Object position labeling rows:
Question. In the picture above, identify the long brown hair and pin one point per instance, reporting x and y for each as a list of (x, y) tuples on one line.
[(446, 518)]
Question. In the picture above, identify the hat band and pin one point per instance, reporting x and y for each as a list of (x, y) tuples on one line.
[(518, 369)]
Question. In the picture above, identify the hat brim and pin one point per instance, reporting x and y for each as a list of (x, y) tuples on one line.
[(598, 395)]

* * *

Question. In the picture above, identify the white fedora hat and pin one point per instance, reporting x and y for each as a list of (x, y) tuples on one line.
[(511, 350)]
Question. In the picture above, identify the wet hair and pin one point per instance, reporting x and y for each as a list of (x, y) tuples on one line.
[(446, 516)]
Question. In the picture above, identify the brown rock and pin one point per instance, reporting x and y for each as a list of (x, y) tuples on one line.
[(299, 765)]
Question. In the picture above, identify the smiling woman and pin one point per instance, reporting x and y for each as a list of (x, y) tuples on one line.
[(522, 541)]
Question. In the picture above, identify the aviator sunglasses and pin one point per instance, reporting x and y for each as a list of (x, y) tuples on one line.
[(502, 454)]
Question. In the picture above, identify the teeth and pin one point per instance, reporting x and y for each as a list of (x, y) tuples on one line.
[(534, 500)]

WORK TO BE COMPLETED
Swap "teeth" for "mouth" in the stretch from "Question. In the picture above, identify the teeth" through "[(534, 500)]", leaving everything else the same. Return only those lines.

OUTPUT
Question. In the picture above, identify the mouth and pin one point per instance, reporting x and y for each as a list of (x, y) tuples on one line.
[(534, 500)]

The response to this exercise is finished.